Image point grounding data »
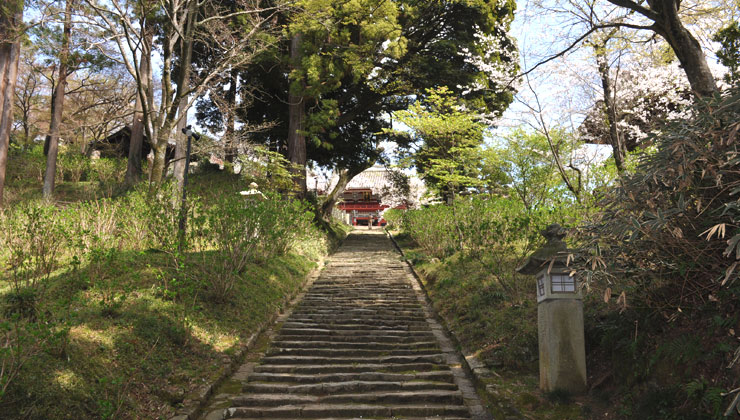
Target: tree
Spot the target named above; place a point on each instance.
(28, 96)
(729, 52)
(58, 103)
(11, 21)
(448, 139)
(180, 23)
(144, 93)
(355, 71)
(645, 97)
(661, 17)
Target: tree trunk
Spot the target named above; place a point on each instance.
(56, 118)
(687, 49)
(133, 170)
(345, 176)
(231, 148)
(182, 144)
(296, 116)
(159, 148)
(10, 19)
(611, 110)
(182, 82)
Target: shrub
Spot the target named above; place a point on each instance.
(670, 230)
(34, 237)
(245, 231)
(73, 167)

AIM OF THE TASK » What is needed is an exact copy of the lines from the one containing "Target: tree trunk" to the end of the data; please add nothing else.

EXERCISE RESULT »
Target: tree trunk
Spot the target named above; place a point on each instance.
(56, 118)
(687, 49)
(133, 170)
(345, 176)
(231, 148)
(182, 144)
(296, 116)
(159, 148)
(10, 19)
(611, 110)
(182, 82)
Target: shrub
Spot the target named above; place a point on each instance.
(670, 230)
(34, 237)
(245, 231)
(73, 167)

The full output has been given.